■ Data for review
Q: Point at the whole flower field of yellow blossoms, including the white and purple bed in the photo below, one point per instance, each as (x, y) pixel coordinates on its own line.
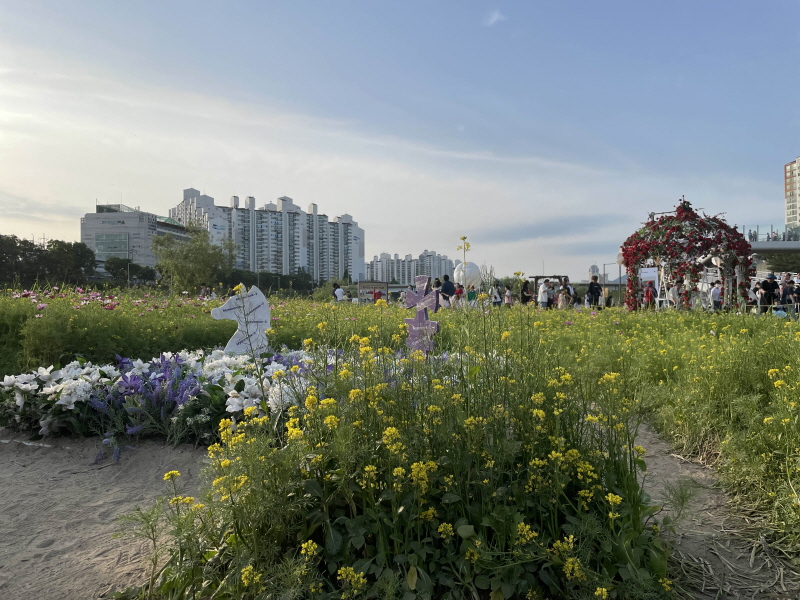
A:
(504, 465)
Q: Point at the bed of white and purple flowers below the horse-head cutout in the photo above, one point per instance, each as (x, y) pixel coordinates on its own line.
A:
(178, 396)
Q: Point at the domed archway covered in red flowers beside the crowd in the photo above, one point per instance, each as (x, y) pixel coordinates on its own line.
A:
(681, 244)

■ Work to complete
Scan the material for the word "white". Return every line where it is found.

■ Output of the task
Q: Point at the whole flower field of yellow blossoms, including the white and purple bed in the photo below, one point per instance, each as (x, y) pixel coordinates on its own line.
Q: Point at the bed of white and purple flowers below the horse-head cutout in the photo above, one point per instance, each as (x, y) pixel coordinates on its own line.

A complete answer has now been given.